[INSTRUCTIONS TO FOLLOW]: Turn all the items below into a Markdown table with the columns "Row" and "Line". Give each line a row number, skip blank lines, and leave the pictures out.

--- Begin DATA PROVIDED ---

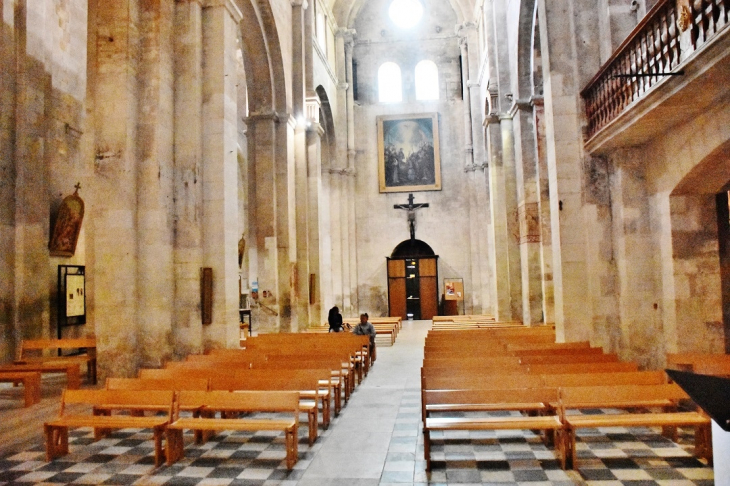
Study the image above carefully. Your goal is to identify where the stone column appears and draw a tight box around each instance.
[532,97,555,324]
[203,0,241,349]
[608,150,660,369]
[0,1,17,362]
[291,0,309,332]
[457,26,484,313]
[341,31,359,314]
[245,112,280,332]
[11,1,52,344]
[538,0,600,341]
[136,0,175,367]
[173,0,203,358]
[91,0,140,379]
[510,100,544,324]
[302,96,325,325]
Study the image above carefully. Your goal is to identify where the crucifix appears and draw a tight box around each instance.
[393,193,428,242]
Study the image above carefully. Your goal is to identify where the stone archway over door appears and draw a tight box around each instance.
[387,240,438,320]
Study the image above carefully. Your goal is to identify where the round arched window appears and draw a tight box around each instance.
[388,0,423,29]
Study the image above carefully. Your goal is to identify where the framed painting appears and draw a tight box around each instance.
[377,113,441,192]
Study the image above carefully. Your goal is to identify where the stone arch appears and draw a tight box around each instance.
[665,140,730,353]
[236,0,287,114]
[515,0,537,99]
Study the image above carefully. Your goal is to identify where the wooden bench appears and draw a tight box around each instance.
[167,391,299,469]
[558,384,712,468]
[0,371,41,407]
[43,390,174,466]
[423,389,562,471]
[0,360,81,390]
[15,337,96,385]
[211,369,329,447]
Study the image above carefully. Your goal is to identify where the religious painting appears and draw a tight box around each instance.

--- End DATA PROVIDED ---

[RESPONSE TO THIS TASK]:
| Row | Line |
|---|---|
| 1 | Study the image above carefully. Your goal is to identify where the stone column appears and draw a tight box around each instance. |
| 2 | [532,97,555,324] |
| 3 | [203,0,241,349] |
| 4 | [608,150,660,369] |
| 5 | [0,1,17,362] |
| 6 | [291,0,309,332] |
| 7 | [457,26,484,313] |
| 8 | [341,31,359,314] |
| 9 | [245,112,280,332] |
| 10 | [11,1,52,344] |
| 11 | [538,0,600,341] |
| 12 | [136,0,175,367] |
| 13 | [173,0,203,358] |
| 14 | [91,0,140,379] |
| 15 | [510,100,544,324] |
| 16 | [302,96,325,325] |
| 17 | Study the image above carefully. Your goal is to identify where the crucifix appears and draw a tight box around each instance. |
| 18 | [393,193,428,242] |
| 19 | Study the image above carefully. Your goal is to identify where the stone archway over door appears and draw a tight box around each instance. |
| 20 | [387,240,438,320] |
| 21 | Study the image above carefully. Your goal is to identify where the round arched window appears and draw a tight box around each instance. |
| 22 | [388,0,423,29] |
| 23 | Study the image above carefully. Your goal is to identify where the framed painting appears and draw a tight box around each instance. |
| 24 | [377,113,441,192] |
| 25 | Study the image above carefully. Your goal is to identify where the stone arch appears and draw a tight box around each instance. |
| 26 | [665,140,730,353] |
| 27 | [236,0,287,114] |
| 28 | [515,0,537,99] |
| 29 | Study the image above carefully. Your goal is to identify where the wooden bench appears and draw a tight box around each instance. |
| 30 | [167,391,299,469] |
| 31 | [558,384,712,468] |
| 32 | [0,371,41,407] |
| 33 | [43,390,174,466] |
| 34 | [423,389,562,471] |
| 35 | [0,360,81,390] |
| 36 | [15,337,96,385] |
| 37 | [211,369,329,447] |
| 38 | Study the image above carefully. Your goal is to identify where the religious painting appears and draw a tight box around each instance. |